* [Aim]:
Reproduce the data verbatim, starting at the line that contains "Trace the outline of every instance of the <item>wooden" and continuing through the end of the data, including both ends.

* [Dataset rows]:
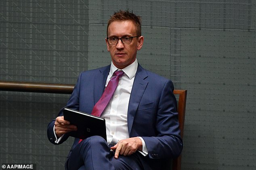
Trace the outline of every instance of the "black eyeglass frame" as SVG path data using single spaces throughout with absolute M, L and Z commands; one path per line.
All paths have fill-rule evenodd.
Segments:
M 109 43 L 109 45 L 116 45 L 117 44 L 118 44 L 118 41 L 119 41 L 120 39 L 121 40 L 121 41 L 124 44 L 130 44 L 131 43 L 132 43 L 132 39 L 133 39 L 133 38 L 138 37 L 141 37 L 141 36 L 134 36 L 134 37 L 124 36 L 124 37 L 122 37 L 121 38 L 118 38 L 118 37 L 107 37 L 107 38 L 106 38 L 106 39 L 107 39 L 107 43 Z M 123 40 L 122 40 L 122 39 L 123 38 L 127 37 L 129 37 L 129 38 L 131 38 L 132 39 L 131 40 L 131 42 L 130 43 L 124 43 L 124 42 L 123 42 Z M 109 42 L 109 39 L 110 38 L 113 38 L 113 37 L 115 37 L 115 38 L 117 38 L 118 39 L 118 41 L 116 42 L 116 43 L 115 44 L 111 44 Z

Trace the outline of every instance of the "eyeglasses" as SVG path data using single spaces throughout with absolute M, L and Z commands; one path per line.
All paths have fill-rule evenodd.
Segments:
M 121 38 L 118 38 L 116 37 L 107 37 L 107 42 L 110 45 L 115 45 L 118 43 L 119 39 L 121 39 L 121 41 L 124 44 L 129 44 L 132 43 L 132 39 L 135 37 L 138 37 L 140 36 L 129 37 L 125 36 Z

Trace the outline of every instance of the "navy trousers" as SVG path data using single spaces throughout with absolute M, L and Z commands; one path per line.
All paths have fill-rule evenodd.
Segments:
M 136 152 L 129 156 L 114 152 L 102 137 L 94 136 L 81 142 L 74 148 L 66 163 L 66 170 L 142 170 L 143 168 Z

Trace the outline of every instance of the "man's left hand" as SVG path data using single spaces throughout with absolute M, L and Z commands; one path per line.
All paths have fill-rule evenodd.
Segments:
M 127 156 L 134 154 L 137 150 L 142 151 L 142 142 L 138 137 L 131 137 L 120 141 L 110 149 L 115 151 L 115 158 L 118 159 L 119 154 Z

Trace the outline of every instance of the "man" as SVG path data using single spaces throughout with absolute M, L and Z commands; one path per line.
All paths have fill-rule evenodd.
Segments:
M 139 17 L 128 11 L 115 12 L 107 34 L 111 64 L 82 72 L 66 107 L 91 113 L 113 73 L 122 70 L 101 115 L 106 120 L 107 141 L 98 136 L 81 142 L 76 138 L 65 168 L 170 170 L 171 159 L 179 155 L 183 147 L 173 85 L 138 63 L 137 51 L 144 41 Z M 48 125 L 48 137 L 55 144 L 77 130 L 63 115 L 61 110 Z

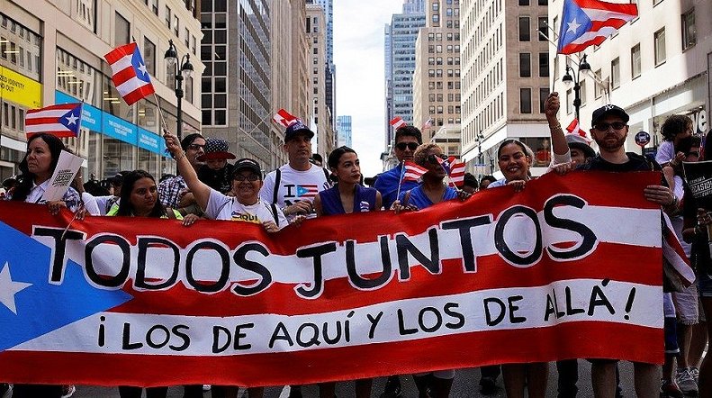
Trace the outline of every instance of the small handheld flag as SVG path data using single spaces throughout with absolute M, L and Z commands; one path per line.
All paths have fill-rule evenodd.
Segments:
M 46 132 L 59 138 L 77 137 L 82 122 L 82 103 L 50 105 L 30 109 L 25 113 L 27 137 Z
M 155 93 L 146 63 L 135 42 L 113 49 L 104 58 L 112 67 L 112 80 L 126 104 Z
M 572 54 L 599 45 L 637 15 L 635 4 L 564 0 L 556 52 Z
M 428 169 L 422 166 L 418 166 L 415 163 L 406 160 L 403 166 L 405 172 L 403 173 L 403 181 L 418 181 Z
M 393 126 L 393 129 L 398 130 L 399 128 L 405 126 L 407 123 L 401 116 L 396 116 L 391 121 L 391 125 Z
M 287 111 L 280 109 L 276 113 L 275 113 L 275 116 L 272 117 L 272 120 L 277 124 L 289 127 L 292 125 L 292 123 L 295 122 L 299 119 L 297 119 L 296 116 L 290 114 L 290 113 Z

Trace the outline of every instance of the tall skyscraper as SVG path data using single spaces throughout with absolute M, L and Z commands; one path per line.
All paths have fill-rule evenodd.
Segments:
M 314 153 L 326 158 L 334 149 L 334 123 L 331 108 L 326 103 L 326 18 L 324 9 L 318 5 L 307 4 L 306 33 L 311 46 L 309 65 L 312 67 L 311 103 L 313 106 L 316 145 Z
M 270 170 L 278 166 L 272 153 L 279 149 L 270 126 L 269 0 L 226 3 L 201 2 L 203 134 L 226 140 L 238 158 Z
M 405 10 L 410 11 L 411 7 L 420 3 L 408 0 L 403 5 L 404 12 L 392 15 L 390 32 L 386 35 L 390 39 L 391 44 L 391 51 L 386 54 L 385 64 L 391 67 L 390 73 L 386 70 L 386 75 L 390 75 L 390 80 L 386 78 L 386 84 L 390 81 L 392 87 L 390 93 L 392 95 L 387 98 L 389 103 L 386 108 L 390 107 L 392 117 L 400 116 L 409 124 L 413 122 L 412 79 L 415 70 L 415 41 L 418 38 L 419 30 L 425 26 L 425 14 L 422 12 L 406 13 Z M 388 25 L 386 26 L 388 27 Z M 387 125 L 386 145 L 391 144 L 392 134 L 392 128 Z M 390 151 L 390 148 L 386 148 L 386 152 Z
M 538 34 L 546 30 L 546 2 L 462 4 L 463 157 L 468 167 L 484 163 L 487 173 L 499 173 L 497 148 L 514 138 L 535 151 L 532 173 L 541 174 L 551 159 L 543 112 L 549 95 L 549 42 Z
M 449 3 L 432 0 L 416 41 L 413 125 L 423 131 L 423 141 L 443 125 L 460 129 L 460 7 Z
M 338 137 L 338 147 L 346 145 L 351 147 L 351 116 L 337 116 L 337 136 Z

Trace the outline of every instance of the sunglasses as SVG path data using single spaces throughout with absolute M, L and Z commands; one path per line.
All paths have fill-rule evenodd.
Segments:
M 245 176 L 244 174 L 236 174 L 235 176 L 232 177 L 232 179 L 236 179 L 238 181 L 248 180 L 254 182 L 259 179 L 259 176 L 257 176 L 257 174 L 250 174 L 249 176 Z
M 447 155 L 443 155 L 443 154 L 440 154 L 440 155 L 430 155 L 430 156 L 428 157 L 428 161 L 430 162 L 433 165 L 439 165 L 440 162 L 437 161 L 437 158 L 440 158 L 443 160 L 446 160 L 447 159 Z
M 609 128 L 613 127 L 613 130 L 622 130 L 626 127 L 626 123 L 622 122 L 614 122 L 612 123 L 596 123 L 593 126 L 594 129 L 598 130 L 599 131 L 608 131 Z
M 395 148 L 397 148 L 398 150 L 405 150 L 406 148 L 410 150 L 415 150 L 418 149 L 418 142 L 399 142 L 395 144 Z

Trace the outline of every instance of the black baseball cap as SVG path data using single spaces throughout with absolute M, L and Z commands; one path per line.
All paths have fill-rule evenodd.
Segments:
M 259 179 L 262 179 L 262 168 L 259 167 L 259 163 L 249 158 L 242 158 L 236 161 L 232 175 L 235 176 L 238 172 L 242 170 L 250 170 L 259 176 Z
M 296 122 L 290 124 L 287 130 L 284 131 L 284 142 L 296 137 L 297 134 L 304 134 L 310 139 L 314 137 L 314 131 L 311 131 L 303 122 L 297 119 Z
M 630 116 L 628 116 L 628 113 L 626 113 L 623 108 L 620 106 L 609 104 L 603 105 L 600 108 L 593 111 L 593 115 L 590 118 L 590 124 L 594 125 L 598 123 L 601 119 L 603 119 L 604 116 L 608 114 L 618 116 L 623 120 L 623 122 L 626 123 L 630 120 Z

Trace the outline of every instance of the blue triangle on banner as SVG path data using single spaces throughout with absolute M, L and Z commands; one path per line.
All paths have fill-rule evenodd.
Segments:
M 90 285 L 71 260 L 62 284 L 51 285 L 50 248 L 5 222 L 0 236 L 0 351 L 132 298 Z

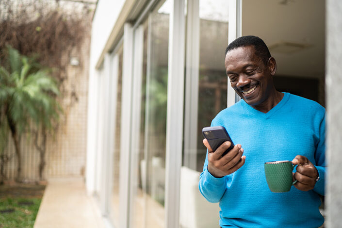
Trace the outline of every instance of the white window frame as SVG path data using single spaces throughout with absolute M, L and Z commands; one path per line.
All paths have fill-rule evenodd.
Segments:
M 183 163 L 195 170 L 199 77 L 199 0 L 188 0 Z
M 143 78 L 143 64 L 144 52 L 144 28 L 139 26 L 134 31 L 134 50 L 133 69 L 133 80 L 132 83 L 132 134 L 131 155 L 130 159 L 131 169 L 130 170 L 130 213 L 129 227 L 132 227 L 132 215 L 133 213 L 134 200 L 137 187 L 138 172 L 136 169 L 139 167 L 138 156 L 140 152 L 140 136 L 141 126 L 141 96 Z
M 229 0 L 229 24 L 228 25 L 228 43 L 241 36 L 242 33 L 242 0 Z M 240 97 L 230 86 L 227 84 L 227 107 L 240 100 Z
M 185 66 L 184 0 L 171 4 L 169 30 L 165 211 L 166 228 L 179 226 Z
M 133 69 L 133 29 L 129 23 L 124 26 L 123 60 L 121 99 L 121 127 L 120 157 L 119 208 L 120 228 L 129 226 L 130 205 L 130 158 L 132 135 L 132 83 Z

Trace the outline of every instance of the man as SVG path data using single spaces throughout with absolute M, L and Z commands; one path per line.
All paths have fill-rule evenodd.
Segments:
M 220 202 L 220 225 L 228 227 L 317 228 L 324 195 L 325 109 L 315 101 L 277 91 L 275 59 L 259 37 L 230 43 L 225 65 L 231 87 L 241 98 L 221 111 L 212 126 L 223 126 L 236 144 L 208 148 L 199 190 Z M 265 162 L 289 160 L 298 165 L 289 192 L 268 187 Z

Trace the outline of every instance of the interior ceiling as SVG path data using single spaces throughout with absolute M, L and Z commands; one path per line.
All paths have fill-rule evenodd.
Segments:
M 242 35 L 261 38 L 277 75 L 323 78 L 325 1 L 244 0 Z

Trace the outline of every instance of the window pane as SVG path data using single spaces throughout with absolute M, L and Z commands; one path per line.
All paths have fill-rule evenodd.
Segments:
M 277 64 L 276 88 L 324 106 L 325 1 L 243 1 L 242 35 L 268 47 Z
M 114 64 L 118 64 L 117 72 L 117 85 L 115 90 L 117 91 L 116 94 L 116 109 L 115 110 L 115 134 L 114 140 L 114 150 L 113 151 L 113 188 L 112 190 L 111 201 L 111 215 L 112 221 L 115 227 L 118 227 L 119 209 L 119 183 L 120 176 L 120 131 L 121 131 L 121 86 L 122 80 L 122 61 L 123 61 L 123 49 L 118 52 L 118 63 L 114 63 Z
M 140 178 L 132 199 L 132 228 L 164 227 L 168 1 L 158 4 L 144 23 Z
M 185 134 L 190 135 L 189 138 L 191 134 L 195 134 L 195 140 L 191 143 L 184 142 L 186 146 L 180 172 L 179 223 L 184 228 L 219 227 L 218 204 L 207 201 L 199 192 L 198 186 L 206 154 L 206 148 L 202 142 L 201 130 L 210 126 L 215 115 L 227 107 L 227 77 L 224 53 L 228 42 L 228 1 L 199 0 L 197 18 L 195 16 L 196 13 L 192 15 L 189 12 L 187 15 L 191 17 L 187 19 L 195 21 L 193 25 L 187 24 L 187 29 L 198 33 L 197 35 L 187 33 L 187 38 L 191 40 L 187 41 L 187 45 L 198 42 L 199 44 L 198 54 L 195 54 L 199 57 L 196 58 L 194 55 L 196 51 L 186 53 L 186 72 L 189 74 L 186 77 L 196 77 L 198 80 L 187 80 L 186 89 L 188 90 L 185 94 L 189 97 L 198 98 L 198 102 L 197 105 L 194 105 L 194 99 L 189 102 L 189 97 L 186 98 L 188 106 L 185 108 L 186 115 L 191 116 L 185 118 L 185 132 L 187 132 L 186 128 L 188 128 L 188 132 Z M 199 31 L 193 29 L 196 23 L 199 23 Z M 188 70 L 195 67 L 197 70 Z M 194 122 L 195 118 L 197 120 Z M 187 140 L 186 137 L 185 140 Z

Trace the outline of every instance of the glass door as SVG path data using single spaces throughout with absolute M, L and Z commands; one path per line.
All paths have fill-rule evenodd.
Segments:
M 131 169 L 137 177 L 132 183 L 131 228 L 164 227 L 168 2 L 159 2 L 140 27 L 143 57 L 138 151 L 133 153 Z
M 206 148 L 201 130 L 227 106 L 224 65 L 228 44 L 228 1 L 188 0 L 183 164 L 179 224 L 182 228 L 219 227 L 218 204 L 198 190 Z

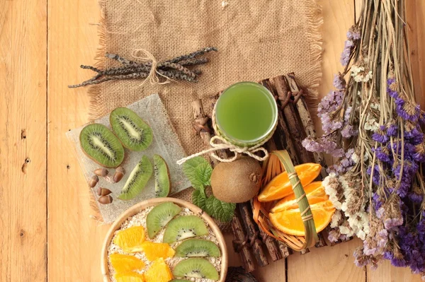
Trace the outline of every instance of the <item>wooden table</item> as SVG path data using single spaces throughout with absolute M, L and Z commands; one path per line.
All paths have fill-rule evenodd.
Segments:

* [Full output]:
Trace the outline of every instance of the <item>wooden table</item> as SVG path data using single spaces throughout with absolute M, L and Z commands; one path per line.
All paths have fill-rule evenodd.
Segments:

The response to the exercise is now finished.